» WHAT YOU SHOULD DO: Wherever the records include pictures, skip them and transcribe all the rest word for word.

» DATA FOR PROCESSING:
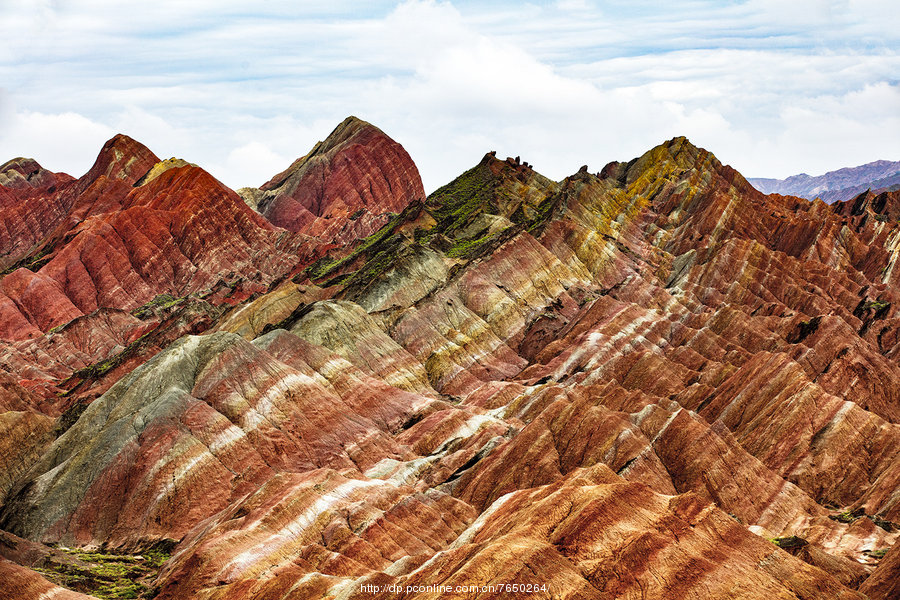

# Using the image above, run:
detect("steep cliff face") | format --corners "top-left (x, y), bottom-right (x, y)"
top-left (1, 128), bottom-right (900, 599)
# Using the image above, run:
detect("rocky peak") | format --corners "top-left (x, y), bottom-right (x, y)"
top-left (618, 136), bottom-right (759, 204)
top-left (80, 133), bottom-right (160, 188)
top-left (0, 158), bottom-right (43, 187)
top-left (132, 157), bottom-right (197, 188)
top-left (255, 116), bottom-right (424, 232)
top-left (313, 115), bottom-right (379, 156)
top-left (832, 188), bottom-right (900, 222)
top-left (424, 150), bottom-right (557, 240)
top-left (260, 116), bottom-right (381, 193)
top-left (624, 136), bottom-right (707, 183)
top-left (0, 157), bottom-right (71, 192)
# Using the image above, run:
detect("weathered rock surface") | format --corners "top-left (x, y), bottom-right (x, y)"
top-left (347, 467), bottom-right (864, 600)
top-left (3, 129), bottom-right (900, 598)
top-left (289, 300), bottom-right (438, 397)
top-left (0, 412), bottom-right (55, 501)
top-left (0, 329), bottom-right (433, 548)
top-left (214, 281), bottom-right (330, 340)
top-left (0, 557), bottom-right (98, 600)
top-left (254, 116), bottom-right (425, 241)
top-left (859, 543), bottom-right (900, 599)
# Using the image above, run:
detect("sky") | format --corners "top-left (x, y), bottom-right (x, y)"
top-left (0, 0), bottom-right (898, 193)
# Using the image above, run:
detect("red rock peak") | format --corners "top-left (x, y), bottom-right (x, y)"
top-left (80, 133), bottom-right (160, 187)
top-left (257, 116), bottom-right (425, 231)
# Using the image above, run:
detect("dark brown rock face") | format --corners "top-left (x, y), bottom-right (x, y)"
top-left (2, 129), bottom-right (900, 599)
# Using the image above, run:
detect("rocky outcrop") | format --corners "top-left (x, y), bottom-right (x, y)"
top-left (289, 300), bottom-right (438, 397)
top-left (254, 116), bottom-right (425, 242)
top-left (213, 281), bottom-right (330, 339)
top-left (0, 412), bottom-right (55, 501)
top-left (0, 157), bottom-right (72, 196)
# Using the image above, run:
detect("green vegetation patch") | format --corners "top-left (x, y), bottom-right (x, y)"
top-left (870, 515), bottom-right (896, 532)
top-left (71, 355), bottom-right (123, 382)
top-left (340, 235), bottom-right (406, 288)
top-left (787, 315), bottom-right (821, 344)
top-left (771, 536), bottom-right (808, 550)
top-left (853, 299), bottom-right (892, 326)
top-left (0, 245), bottom-right (54, 276)
top-left (53, 400), bottom-right (89, 436)
top-left (446, 234), bottom-right (496, 259)
top-left (427, 160), bottom-right (499, 238)
top-left (829, 508), bottom-right (865, 524)
top-left (35, 543), bottom-right (173, 599)
top-left (523, 192), bottom-right (561, 234)
top-left (131, 294), bottom-right (184, 319)
top-left (865, 300), bottom-right (891, 311)
top-left (306, 209), bottom-right (408, 282)
top-left (68, 319), bottom-right (163, 383)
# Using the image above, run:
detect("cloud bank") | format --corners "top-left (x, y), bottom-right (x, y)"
top-left (1, 0), bottom-right (898, 192)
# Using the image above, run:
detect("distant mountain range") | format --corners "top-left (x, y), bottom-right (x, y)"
top-left (749, 159), bottom-right (900, 203)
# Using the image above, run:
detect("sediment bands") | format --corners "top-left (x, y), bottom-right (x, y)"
top-left (0, 121), bottom-right (899, 599)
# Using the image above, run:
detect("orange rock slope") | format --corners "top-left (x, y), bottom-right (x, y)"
top-left (0, 122), bottom-right (899, 599)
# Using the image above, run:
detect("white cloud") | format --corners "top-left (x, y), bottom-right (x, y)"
top-left (0, 0), bottom-right (897, 191)
top-left (555, 0), bottom-right (593, 11)
top-left (212, 142), bottom-right (294, 189)
top-left (0, 103), bottom-right (115, 176)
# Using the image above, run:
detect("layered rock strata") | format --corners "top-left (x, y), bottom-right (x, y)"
top-left (1, 127), bottom-right (899, 598)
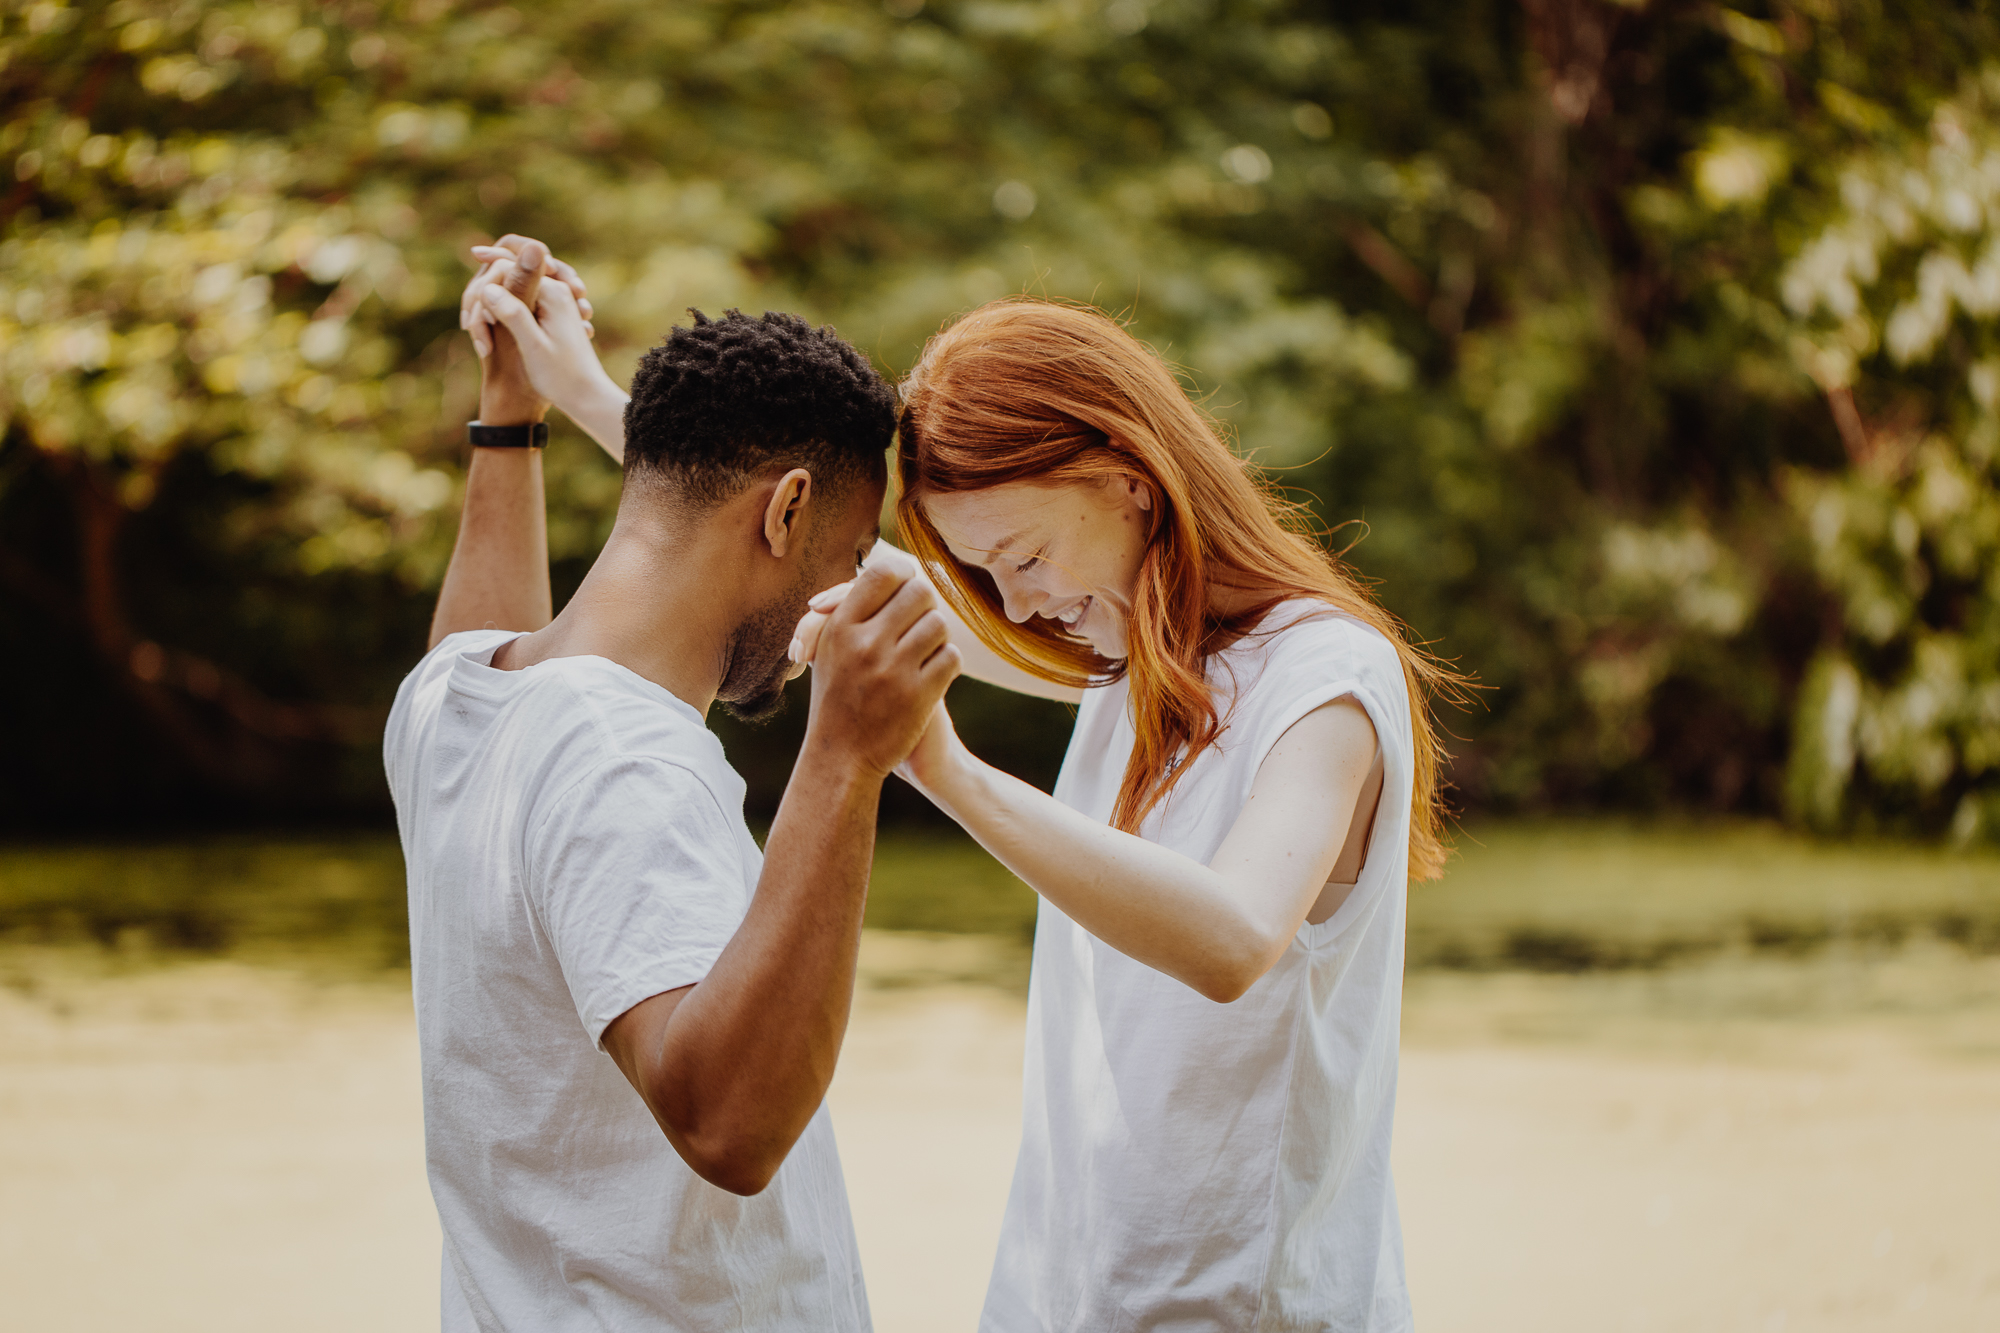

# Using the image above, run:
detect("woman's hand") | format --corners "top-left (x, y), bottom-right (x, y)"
top-left (794, 542), bottom-right (1086, 704)
top-left (459, 235), bottom-right (594, 354)
top-left (787, 581), bottom-right (851, 673)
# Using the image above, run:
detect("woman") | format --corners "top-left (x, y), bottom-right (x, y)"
top-left (806, 300), bottom-right (1458, 1332)
top-left (468, 255), bottom-right (1457, 1329)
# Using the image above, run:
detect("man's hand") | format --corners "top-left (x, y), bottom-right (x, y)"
top-left (793, 573), bottom-right (967, 792)
top-left (459, 234), bottom-right (593, 358)
top-left (464, 236), bottom-right (559, 426)
top-left (802, 551), bottom-right (961, 780)
top-left (464, 234), bottom-right (629, 460)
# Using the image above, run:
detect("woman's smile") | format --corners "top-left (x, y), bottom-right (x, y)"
top-left (1054, 596), bottom-right (1092, 629)
top-left (922, 477), bottom-right (1154, 659)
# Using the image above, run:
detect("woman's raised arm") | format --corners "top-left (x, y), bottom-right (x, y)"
top-left (900, 694), bottom-right (1379, 1002)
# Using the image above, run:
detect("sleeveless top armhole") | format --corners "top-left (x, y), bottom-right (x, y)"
top-left (1226, 607), bottom-right (1416, 948)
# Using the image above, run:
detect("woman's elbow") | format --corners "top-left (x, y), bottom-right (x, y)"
top-left (1188, 936), bottom-right (1284, 1004)
top-left (1192, 973), bottom-right (1252, 1004)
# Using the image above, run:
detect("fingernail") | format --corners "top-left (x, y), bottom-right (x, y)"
top-left (787, 637), bottom-right (803, 663)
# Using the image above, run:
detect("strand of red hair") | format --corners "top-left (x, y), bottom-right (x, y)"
top-left (896, 298), bottom-right (1470, 881)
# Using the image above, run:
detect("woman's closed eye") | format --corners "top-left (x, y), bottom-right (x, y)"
top-left (1013, 550), bottom-right (1044, 574)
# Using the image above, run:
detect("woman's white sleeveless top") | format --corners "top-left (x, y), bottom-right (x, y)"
top-left (981, 602), bottom-right (1414, 1332)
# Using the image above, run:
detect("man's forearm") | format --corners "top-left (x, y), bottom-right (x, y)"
top-left (645, 742), bottom-right (881, 1193)
top-left (427, 446), bottom-right (552, 649)
top-left (427, 256), bottom-right (553, 649)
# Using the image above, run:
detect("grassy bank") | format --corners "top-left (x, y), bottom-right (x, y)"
top-left (0, 837), bottom-right (411, 967)
top-left (1410, 821), bottom-right (2000, 970)
top-left (0, 823), bottom-right (1994, 973)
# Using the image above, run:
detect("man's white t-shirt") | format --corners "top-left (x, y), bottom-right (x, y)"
top-left (384, 630), bottom-right (871, 1333)
top-left (981, 603), bottom-right (1414, 1332)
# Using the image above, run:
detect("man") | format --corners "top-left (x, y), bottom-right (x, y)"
top-left (385, 240), bottom-right (958, 1330)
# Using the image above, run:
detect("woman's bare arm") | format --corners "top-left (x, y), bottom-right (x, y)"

» EXERCISE OUTPUT:
# Using the image above, run:
detect("steep cliff face") | format --corners "top-left (x, y), bottom-right (x, y)"
top-left (1, 128), bottom-right (900, 599)
# Using the image above, run:
detect("rocky peak") | format --corners "top-left (x, y), bottom-right (x, y)"
top-left (618, 136), bottom-right (759, 204)
top-left (80, 133), bottom-right (160, 188)
top-left (0, 158), bottom-right (43, 187)
top-left (132, 157), bottom-right (197, 188)
top-left (255, 116), bottom-right (424, 232)
top-left (313, 115), bottom-right (379, 156)
top-left (832, 188), bottom-right (900, 222)
top-left (424, 150), bottom-right (557, 240)
top-left (260, 116), bottom-right (381, 193)
top-left (624, 136), bottom-right (707, 183)
top-left (0, 157), bottom-right (71, 192)
# Using the image above, run:
detect("weathered rock surface") | format --corners "top-left (x, y), bottom-right (x, y)"
top-left (347, 467), bottom-right (864, 600)
top-left (3, 129), bottom-right (900, 598)
top-left (289, 300), bottom-right (438, 397)
top-left (0, 412), bottom-right (55, 501)
top-left (0, 329), bottom-right (433, 548)
top-left (214, 281), bottom-right (330, 340)
top-left (0, 557), bottom-right (98, 600)
top-left (254, 116), bottom-right (425, 241)
top-left (859, 543), bottom-right (900, 599)
# Using the image above, run:
detect("sky") | format --corners "top-left (x, y), bottom-right (x, y)"
top-left (0, 0), bottom-right (898, 193)
# Using the image above, run:
detect("red rock peak") | format --corners "top-left (x, y), bottom-right (x, y)"
top-left (80, 133), bottom-right (160, 187)
top-left (257, 116), bottom-right (425, 231)
# Using the image above, run:
detect("dark brown rock face") | format --corners "top-left (x, y), bottom-right (x, y)"
top-left (2, 129), bottom-right (900, 599)
# Using the image above, run:
detect("rocky outcrop") | format --corners "top-left (x, y), bottom-right (x, y)"
top-left (289, 300), bottom-right (438, 397)
top-left (254, 116), bottom-right (425, 242)
top-left (213, 281), bottom-right (330, 339)
top-left (0, 412), bottom-right (55, 501)
top-left (0, 157), bottom-right (72, 196)
# Using the image above, run:
detect("green vegetation patch") | format --corners "top-left (x, y), bottom-right (x, y)"
top-left (870, 515), bottom-right (896, 532)
top-left (71, 355), bottom-right (123, 382)
top-left (340, 235), bottom-right (406, 288)
top-left (787, 315), bottom-right (821, 344)
top-left (771, 536), bottom-right (808, 550)
top-left (853, 299), bottom-right (892, 326)
top-left (0, 245), bottom-right (54, 276)
top-left (53, 400), bottom-right (89, 436)
top-left (446, 234), bottom-right (496, 259)
top-left (427, 160), bottom-right (499, 238)
top-left (829, 508), bottom-right (865, 524)
top-left (35, 543), bottom-right (173, 599)
top-left (523, 192), bottom-right (561, 234)
top-left (131, 294), bottom-right (184, 319)
top-left (865, 300), bottom-right (891, 311)
top-left (306, 209), bottom-right (408, 282)
top-left (68, 319), bottom-right (163, 383)
# Using the image above, run:
detect("cloud bank") | format --corners "top-left (x, y), bottom-right (x, y)"
top-left (1, 0), bottom-right (898, 192)
# Using the image above, run:
detect("distant mountain range") | format --corners "top-left (x, y), bottom-right (x, y)"
top-left (749, 159), bottom-right (900, 203)
# Using the image above, run:
detect("sediment bands") | format --corners "top-left (x, y), bottom-right (x, y)"
top-left (0, 121), bottom-right (899, 599)
# Using the image above, run:
detect("orange rock slope") | format --corners "top-left (x, y), bottom-right (x, y)"
top-left (0, 122), bottom-right (899, 599)
# Using the image above, run:
detect("white cloud") | format --corners "top-left (x, y), bottom-right (x, y)"
top-left (0, 0), bottom-right (897, 191)
top-left (555, 0), bottom-right (593, 11)
top-left (212, 142), bottom-right (294, 189)
top-left (0, 103), bottom-right (115, 176)
# Using the image above, run:
detect("layered rock strata") | format --corners "top-left (x, y), bottom-right (x, y)"
top-left (1, 127), bottom-right (899, 598)

# Using the image above, run:
detect("woman's hand") | format --corners "top-left (x, y), bottom-right (x, y)"
top-left (794, 542), bottom-right (1086, 704)
top-left (459, 235), bottom-right (594, 354)
top-left (787, 581), bottom-right (851, 673)
# Using the image above, run:
detect("woman") | format --corners "top-left (x, y), bottom-right (x, y)"
top-left (806, 300), bottom-right (1458, 1332)
top-left (468, 255), bottom-right (1457, 1329)
# Using the image above, run:
detect("man's hand") | format --corners "top-left (x, y), bottom-right (x, y)"
top-left (793, 573), bottom-right (967, 792)
top-left (459, 234), bottom-right (593, 358)
top-left (464, 236), bottom-right (559, 426)
top-left (802, 551), bottom-right (961, 780)
top-left (464, 234), bottom-right (629, 460)
# Using the image above, run:
detect("woman's smile") | format --corners "top-left (x, y), bottom-right (x, y)"
top-left (1054, 596), bottom-right (1092, 629)
top-left (922, 477), bottom-right (1154, 659)
# Using the image above, run:
detect("woman's raised arm") | format --corners "top-left (x, y), bottom-right (x, y)"
top-left (900, 694), bottom-right (1379, 1002)
# Using the image above, run:
detect("sleeveless top armhole") | format --corners "top-left (x, y), bottom-right (x, y)"
top-left (1226, 607), bottom-right (1416, 948)
# Using the image above, run:
detect("woman's elbow") | format --corners "top-left (x, y), bottom-right (x, y)"
top-left (1188, 936), bottom-right (1284, 1004)
top-left (1192, 973), bottom-right (1252, 1004)
# Using the image above, run:
detect("fingernail") | format --corners "top-left (x, y), bottom-right (x, y)"
top-left (787, 637), bottom-right (803, 663)
# Using the image above, run:
detect("strand of red hair") | format --corners "top-left (x, y), bottom-right (x, y)"
top-left (896, 298), bottom-right (1470, 881)
# Using the image above, run:
detect("woman's closed eye") | format --corners "top-left (x, y), bottom-right (x, y)"
top-left (1013, 550), bottom-right (1044, 574)
# Using the image above, run:
detect("woman's white sleeveless top") | format --corners "top-left (x, y), bottom-right (x, y)"
top-left (981, 602), bottom-right (1414, 1332)
# Using the image above, run:
detect("man's forearm") | format --corners "top-left (x, y), bottom-right (x, y)"
top-left (645, 742), bottom-right (881, 1193)
top-left (427, 446), bottom-right (552, 649)
top-left (427, 256), bottom-right (553, 649)
# Using the image above, run:
detect("grassy bank") | format --corners "top-left (x, y), bottom-right (x, y)"
top-left (0, 837), bottom-right (411, 967)
top-left (1410, 821), bottom-right (2000, 970)
top-left (0, 823), bottom-right (1994, 973)
# Using the image above, run:
detect("man's white t-shirt") | format --corners "top-left (x, y), bottom-right (x, y)"
top-left (384, 630), bottom-right (871, 1333)
top-left (981, 603), bottom-right (1414, 1332)
# Using the image above, run:
detect("man") | format --corners "top-left (x, y), bottom-right (x, y)"
top-left (385, 240), bottom-right (958, 1330)
# Using the image above, run:
detect("woman's bare arm") | format --corners "top-left (x, y), bottom-right (x, y)"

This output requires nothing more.